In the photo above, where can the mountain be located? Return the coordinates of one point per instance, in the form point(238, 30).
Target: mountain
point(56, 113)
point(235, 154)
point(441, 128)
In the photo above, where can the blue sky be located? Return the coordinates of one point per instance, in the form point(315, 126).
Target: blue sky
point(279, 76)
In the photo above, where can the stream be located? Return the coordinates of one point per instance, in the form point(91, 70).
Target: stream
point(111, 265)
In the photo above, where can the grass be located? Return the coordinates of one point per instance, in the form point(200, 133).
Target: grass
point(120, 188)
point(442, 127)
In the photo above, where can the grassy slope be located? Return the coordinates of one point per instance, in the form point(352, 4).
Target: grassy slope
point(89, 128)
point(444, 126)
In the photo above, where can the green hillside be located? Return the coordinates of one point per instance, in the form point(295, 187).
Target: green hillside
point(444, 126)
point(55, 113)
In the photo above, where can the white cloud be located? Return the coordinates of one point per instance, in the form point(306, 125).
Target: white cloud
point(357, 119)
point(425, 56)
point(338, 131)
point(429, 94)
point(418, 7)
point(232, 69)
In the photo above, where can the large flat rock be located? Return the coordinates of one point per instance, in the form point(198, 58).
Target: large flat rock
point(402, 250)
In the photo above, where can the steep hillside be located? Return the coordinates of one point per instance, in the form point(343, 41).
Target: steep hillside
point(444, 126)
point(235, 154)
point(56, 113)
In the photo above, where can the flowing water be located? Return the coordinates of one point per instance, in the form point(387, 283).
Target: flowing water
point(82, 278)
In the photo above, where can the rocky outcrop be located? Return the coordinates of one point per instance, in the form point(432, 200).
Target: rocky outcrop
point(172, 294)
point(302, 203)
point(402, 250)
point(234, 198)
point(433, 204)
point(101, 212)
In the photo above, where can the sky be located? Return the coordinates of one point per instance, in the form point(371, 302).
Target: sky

+++

> Exercise: Would you output, from the records above, exactly the run of lines that starts at the line containing "In the photo above, where can the blue" and ends at the line containing "In the photo above, where can the green", and only that run?

> Exercise output:
In the photo above, where can the blue sky be located? Return the coordinates of one point per instance, in the form point(315, 126).
Target: blue sky
point(279, 76)
In the photo above, where can the stream be located? Return the coordinates of one point per instance, in the form point(91, 70).
Target: stream
point(111, 265)
In the photo above, where can the grass be located? Return the coordinates of one point per instance, in the form point(200, 133).
Target: grass
point(120, 188)
point(442, 127)
In the photo above, where can the grassy slope be located? Return the coordinates of one point per instance, in the form point(352, 4).
Target: grassy slope
point(89, 128)
point(444, 126)
In the photo above, where can the green hillside be located? Return the coordinates of one point per instance, in the form point(295, 187).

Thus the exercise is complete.